| Selected extract |
——

Last Thursday, the New England Journal of Medicine published an article claiming that administrative costs of health care in the United States are higher than in those in Canada: $1,059 (US) in the United States versus $307 (US) in Canada. The lead author, Professor Woolhandler of Harvard Medical School, has written a number of similar articles over the years, all with the conclusion that the United States should embrace government monopoly health insurance like we have in Canada.

As the authors note, American patients, doctors, and hospitals have to deal with multiple insurers, each of which has different policies and paperwork. In Canada, they only have to deal with one, government-run, insurer per province. The authors believe that competing private insurers cause high administrative costs, and that a single payer would be able to capture this waste and spend it on patient care.

Unfortunately, Canada’s experience shows that this is not the case.

In 2002, the average Canadian patient waited almost 4 months from the time his general practitioner decided that surgery was necessary until a specialist provided the care. That span of time has been growing since 1993, when it was only nine weeks.

Further, Canadians have very little access, relative to other developed countries, to doctors and high-tech imaging machines. In a comparison of access to doctors Canada ranked 17th of 20 countries. Canada also ranked of 17th of 22 countries in a comparison of access to CT scanners, 18th of 23 countries for access to MRI machines, and 13th of 14 countries for access to lithotriptors.

Remarkably, this lack of access comes at a high price. After accounting for the fact that Canada has a relatively young population, Canada spends more on health care than all multi-payer OECD countries outside the US – countries such as Germany, Switzerland, and Japan.

Despite these facts, Woolhandler and colleagues assume that arbitrarily low administrative costs are the primary indicator of a well-functioning health care system, and ignore other costs imposed by government monopoly. With some of the longest waiting times in the world and age-adjusted health expenditure higher than all other OECD nations with universal health care systems, the Canadian model is clearly not the rousing success it is purported to be in their article.

——

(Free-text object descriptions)
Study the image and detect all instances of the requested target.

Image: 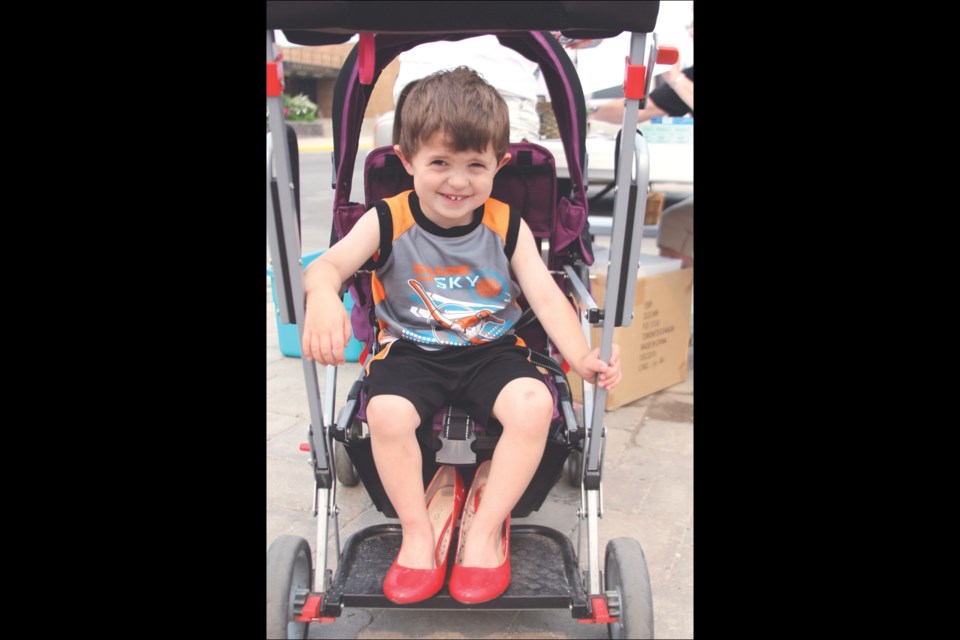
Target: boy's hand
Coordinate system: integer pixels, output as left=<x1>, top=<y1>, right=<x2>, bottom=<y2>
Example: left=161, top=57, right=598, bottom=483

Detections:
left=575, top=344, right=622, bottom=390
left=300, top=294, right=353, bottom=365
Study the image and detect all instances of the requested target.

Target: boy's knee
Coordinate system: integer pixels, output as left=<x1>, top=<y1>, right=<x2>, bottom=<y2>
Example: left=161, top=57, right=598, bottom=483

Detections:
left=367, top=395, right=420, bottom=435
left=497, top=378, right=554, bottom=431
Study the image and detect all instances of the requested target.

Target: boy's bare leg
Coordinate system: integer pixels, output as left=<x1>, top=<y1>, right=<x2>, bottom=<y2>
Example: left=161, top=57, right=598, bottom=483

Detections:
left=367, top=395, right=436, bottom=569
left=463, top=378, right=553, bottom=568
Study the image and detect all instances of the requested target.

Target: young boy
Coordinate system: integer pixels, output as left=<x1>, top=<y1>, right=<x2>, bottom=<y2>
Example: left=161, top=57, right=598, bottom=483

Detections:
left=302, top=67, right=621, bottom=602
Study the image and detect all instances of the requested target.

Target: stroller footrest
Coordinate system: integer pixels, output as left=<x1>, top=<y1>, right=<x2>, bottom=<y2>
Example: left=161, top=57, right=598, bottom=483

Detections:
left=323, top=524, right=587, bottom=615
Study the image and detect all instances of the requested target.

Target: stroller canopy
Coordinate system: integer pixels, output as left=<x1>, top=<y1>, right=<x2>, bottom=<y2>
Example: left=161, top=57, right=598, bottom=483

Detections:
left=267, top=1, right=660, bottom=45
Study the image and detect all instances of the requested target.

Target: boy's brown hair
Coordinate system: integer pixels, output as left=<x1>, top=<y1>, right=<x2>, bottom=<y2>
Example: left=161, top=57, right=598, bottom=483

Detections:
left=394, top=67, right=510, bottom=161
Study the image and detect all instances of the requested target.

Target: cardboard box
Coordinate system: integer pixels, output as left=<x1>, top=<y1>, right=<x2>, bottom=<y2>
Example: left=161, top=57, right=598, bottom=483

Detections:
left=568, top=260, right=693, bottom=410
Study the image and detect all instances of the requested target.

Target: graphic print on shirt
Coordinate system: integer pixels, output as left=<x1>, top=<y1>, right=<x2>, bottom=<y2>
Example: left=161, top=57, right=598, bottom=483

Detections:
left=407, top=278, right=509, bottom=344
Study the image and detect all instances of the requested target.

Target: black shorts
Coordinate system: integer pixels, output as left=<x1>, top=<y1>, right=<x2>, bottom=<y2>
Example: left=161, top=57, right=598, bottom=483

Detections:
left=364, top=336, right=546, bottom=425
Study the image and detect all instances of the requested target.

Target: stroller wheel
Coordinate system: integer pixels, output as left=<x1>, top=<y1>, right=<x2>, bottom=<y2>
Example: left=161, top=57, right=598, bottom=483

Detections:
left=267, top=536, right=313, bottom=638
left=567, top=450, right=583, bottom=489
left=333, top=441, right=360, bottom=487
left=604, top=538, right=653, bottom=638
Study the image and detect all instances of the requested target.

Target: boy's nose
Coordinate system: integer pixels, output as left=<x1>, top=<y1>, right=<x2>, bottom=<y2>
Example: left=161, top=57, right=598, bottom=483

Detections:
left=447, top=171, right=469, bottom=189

——

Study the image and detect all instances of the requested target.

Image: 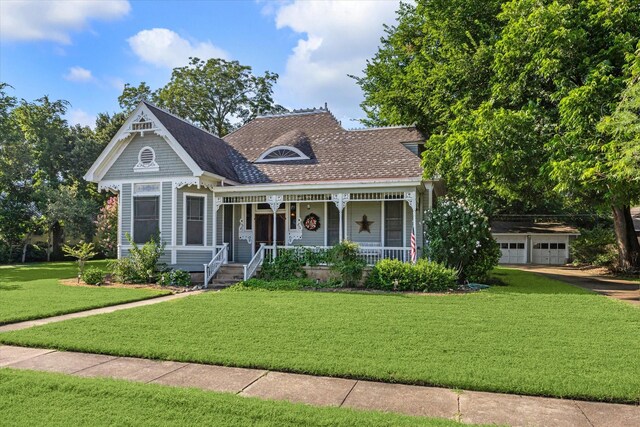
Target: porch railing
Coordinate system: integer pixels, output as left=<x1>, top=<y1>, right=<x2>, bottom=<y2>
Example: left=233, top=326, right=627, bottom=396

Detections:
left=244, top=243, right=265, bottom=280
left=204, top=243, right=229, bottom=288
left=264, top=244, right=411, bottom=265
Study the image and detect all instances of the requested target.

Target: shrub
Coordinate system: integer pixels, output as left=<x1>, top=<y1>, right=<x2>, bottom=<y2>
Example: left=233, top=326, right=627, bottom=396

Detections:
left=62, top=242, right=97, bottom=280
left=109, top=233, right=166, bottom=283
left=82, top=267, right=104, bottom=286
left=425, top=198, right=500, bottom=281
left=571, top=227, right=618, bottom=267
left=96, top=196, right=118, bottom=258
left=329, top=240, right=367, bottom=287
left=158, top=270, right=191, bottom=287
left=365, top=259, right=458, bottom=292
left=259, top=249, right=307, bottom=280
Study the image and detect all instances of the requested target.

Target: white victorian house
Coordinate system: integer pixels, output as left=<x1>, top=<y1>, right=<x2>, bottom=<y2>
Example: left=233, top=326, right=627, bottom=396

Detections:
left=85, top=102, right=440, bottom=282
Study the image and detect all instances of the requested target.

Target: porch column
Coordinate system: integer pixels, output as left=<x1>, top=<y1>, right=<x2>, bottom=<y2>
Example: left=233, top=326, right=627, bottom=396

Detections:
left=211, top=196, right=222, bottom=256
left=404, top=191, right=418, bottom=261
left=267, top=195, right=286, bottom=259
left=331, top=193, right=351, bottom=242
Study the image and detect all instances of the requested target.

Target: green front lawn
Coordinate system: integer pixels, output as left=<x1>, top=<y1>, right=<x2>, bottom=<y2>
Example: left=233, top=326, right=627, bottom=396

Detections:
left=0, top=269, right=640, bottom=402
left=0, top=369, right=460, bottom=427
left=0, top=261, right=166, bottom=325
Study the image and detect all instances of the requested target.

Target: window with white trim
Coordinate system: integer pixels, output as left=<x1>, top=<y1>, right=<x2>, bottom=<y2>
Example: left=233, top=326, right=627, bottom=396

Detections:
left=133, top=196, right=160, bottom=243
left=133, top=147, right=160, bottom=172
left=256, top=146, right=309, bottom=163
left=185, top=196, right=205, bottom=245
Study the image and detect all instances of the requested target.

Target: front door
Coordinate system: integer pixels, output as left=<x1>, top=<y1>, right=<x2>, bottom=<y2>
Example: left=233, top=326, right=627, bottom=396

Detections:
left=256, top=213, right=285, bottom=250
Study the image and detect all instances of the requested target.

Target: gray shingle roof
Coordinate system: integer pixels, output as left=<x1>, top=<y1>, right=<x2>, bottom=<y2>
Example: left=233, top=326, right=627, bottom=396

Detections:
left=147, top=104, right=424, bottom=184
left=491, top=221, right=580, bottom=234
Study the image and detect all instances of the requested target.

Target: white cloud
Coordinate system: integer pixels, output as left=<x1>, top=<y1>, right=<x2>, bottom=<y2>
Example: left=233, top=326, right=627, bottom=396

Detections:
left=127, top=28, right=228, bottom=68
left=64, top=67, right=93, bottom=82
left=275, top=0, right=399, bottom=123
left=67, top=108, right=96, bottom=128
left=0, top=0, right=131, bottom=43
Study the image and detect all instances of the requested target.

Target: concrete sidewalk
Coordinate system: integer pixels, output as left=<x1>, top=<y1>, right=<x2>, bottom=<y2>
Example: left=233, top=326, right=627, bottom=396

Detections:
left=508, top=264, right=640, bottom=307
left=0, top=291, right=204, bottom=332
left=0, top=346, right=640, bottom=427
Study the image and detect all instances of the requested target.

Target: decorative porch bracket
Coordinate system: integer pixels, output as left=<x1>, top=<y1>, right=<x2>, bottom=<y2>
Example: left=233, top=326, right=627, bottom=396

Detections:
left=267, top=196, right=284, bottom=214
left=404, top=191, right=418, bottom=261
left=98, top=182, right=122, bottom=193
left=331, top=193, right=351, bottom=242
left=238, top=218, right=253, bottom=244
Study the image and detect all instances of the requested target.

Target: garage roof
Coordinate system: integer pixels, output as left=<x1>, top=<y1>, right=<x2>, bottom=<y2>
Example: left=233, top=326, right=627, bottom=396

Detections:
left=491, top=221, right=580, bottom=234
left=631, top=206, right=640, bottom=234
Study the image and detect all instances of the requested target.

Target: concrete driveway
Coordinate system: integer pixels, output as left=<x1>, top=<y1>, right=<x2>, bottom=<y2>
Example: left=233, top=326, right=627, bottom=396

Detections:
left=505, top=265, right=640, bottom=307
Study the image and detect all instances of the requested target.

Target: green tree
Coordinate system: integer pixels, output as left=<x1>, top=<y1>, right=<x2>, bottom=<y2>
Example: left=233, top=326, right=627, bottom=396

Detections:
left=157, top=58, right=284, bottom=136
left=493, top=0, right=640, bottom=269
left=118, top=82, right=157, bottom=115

——

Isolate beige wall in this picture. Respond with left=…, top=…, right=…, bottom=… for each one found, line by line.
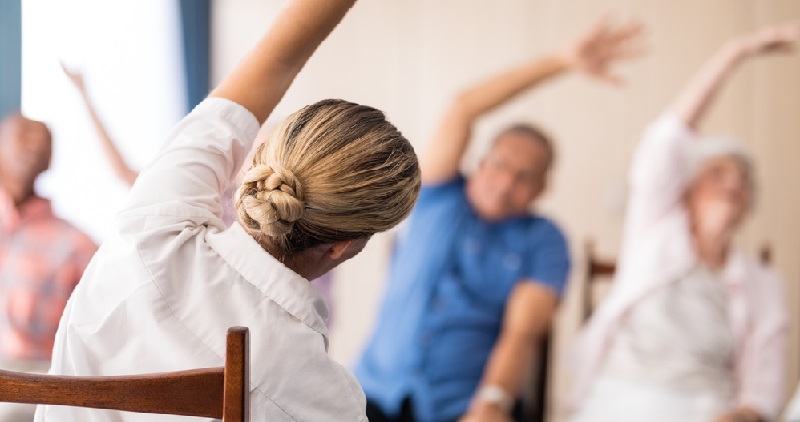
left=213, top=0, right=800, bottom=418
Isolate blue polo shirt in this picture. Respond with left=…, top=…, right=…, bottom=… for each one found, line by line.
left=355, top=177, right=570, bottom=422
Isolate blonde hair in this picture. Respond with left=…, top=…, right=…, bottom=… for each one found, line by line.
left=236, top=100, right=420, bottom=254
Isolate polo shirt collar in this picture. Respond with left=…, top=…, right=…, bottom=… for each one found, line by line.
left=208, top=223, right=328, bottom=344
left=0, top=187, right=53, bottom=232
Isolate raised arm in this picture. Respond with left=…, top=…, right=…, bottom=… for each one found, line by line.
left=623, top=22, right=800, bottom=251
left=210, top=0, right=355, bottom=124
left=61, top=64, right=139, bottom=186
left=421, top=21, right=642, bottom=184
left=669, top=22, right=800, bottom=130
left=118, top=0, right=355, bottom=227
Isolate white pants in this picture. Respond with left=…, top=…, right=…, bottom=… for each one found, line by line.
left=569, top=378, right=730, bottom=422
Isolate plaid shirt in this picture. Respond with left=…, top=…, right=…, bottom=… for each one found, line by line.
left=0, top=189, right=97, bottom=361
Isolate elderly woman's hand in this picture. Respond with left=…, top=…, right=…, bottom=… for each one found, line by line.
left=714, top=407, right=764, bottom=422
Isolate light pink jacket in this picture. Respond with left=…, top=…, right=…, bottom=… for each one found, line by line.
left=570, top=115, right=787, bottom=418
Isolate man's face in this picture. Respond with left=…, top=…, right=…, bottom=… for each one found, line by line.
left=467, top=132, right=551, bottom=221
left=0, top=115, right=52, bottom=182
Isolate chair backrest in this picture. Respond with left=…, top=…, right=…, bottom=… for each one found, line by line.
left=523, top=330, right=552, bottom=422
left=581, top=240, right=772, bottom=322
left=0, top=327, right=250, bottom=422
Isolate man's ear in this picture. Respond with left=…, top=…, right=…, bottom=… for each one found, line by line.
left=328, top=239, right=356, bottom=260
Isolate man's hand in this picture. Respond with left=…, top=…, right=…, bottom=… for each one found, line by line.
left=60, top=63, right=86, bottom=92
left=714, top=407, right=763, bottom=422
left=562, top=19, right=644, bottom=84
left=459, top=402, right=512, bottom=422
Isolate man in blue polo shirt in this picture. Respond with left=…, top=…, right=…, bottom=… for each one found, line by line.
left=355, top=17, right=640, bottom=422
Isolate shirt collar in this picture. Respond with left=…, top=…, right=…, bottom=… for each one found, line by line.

——

| Assignment 1 |
According to the article on health care costs, where did Canada rank in the comparison of access to MRI machines?
| Assignment 2 |
Output the article on health care costs between "Despite these facts, Woolhandler" and "in their article.", inclusive.
| Assignment 3 |
Write the next part of the article on health care costs, picking up after its final sentence.

| Result 1 |
Canada ranked 18th of 23 countries.

| Result 2 |
Despite these facts, Woolhandler and colleagues assume that arbitrarily low administrative costs are the primary indicator of a well-functioning health care system, and ignore other costs imposed by government monopoly. With some of the longest waiting times in the world and age-adjusted health expenditure higher than all other OECD nations with universal health care systems, the Canadian model is clearly not the rousing success it is purported to be in their article.

| Result 3 |
Low administrative costs, caused simply by government monopoly, do not necessarily cause a better health care system or low overall costs. Consider the automobile industry: Wouldn’t it be cheaper if we got rid of all the salesmen, advertising, marketing, and models that differ in trivial matters such as colour? If we all got our cars from the government-run factory wouldn’t we have a fairer and cheaper automobile “system”. They tried it in the Soviet Union and East Germany, and the results were Ladas and Trabants.

The article also ignores the fact that both the federal and state governments create a lot of the administrative costs in US health care. About half of US health care is privately financed, and that share is subject to an increasing burden of regulation that reduces competition and adds to costs. Private insurers in the US are basically selling government-mandated policies.

Without competition, providers have little incentive to act in the interests of consumers. Hospitals do not feel the need to provide more surgeries to reduce waiting lists or provide higher quality care because they are secure in the knowledge that patients cannot go anywhere else. Provincial insurers are not concerned with long queues for health services or a lack of access to doctors or technology because those who pay insurance fees will never stop paying or go elsewhere.

It would be a serious mistake for Americans to fall into this trap and opt for a Canadian-style, single-payer system, considering only the money saved on administration, and not the needless suffering and money lost unaccountably through lack of competition. For Canadians to take the fact that we spend less than our neighbours do on administration as a reason to be smug would be no less so.

Increased competition in health care results in better outcomes and higher quality of care for patients. A small increase in administration costs in Canada, through the introduction of competition, would be a good thing.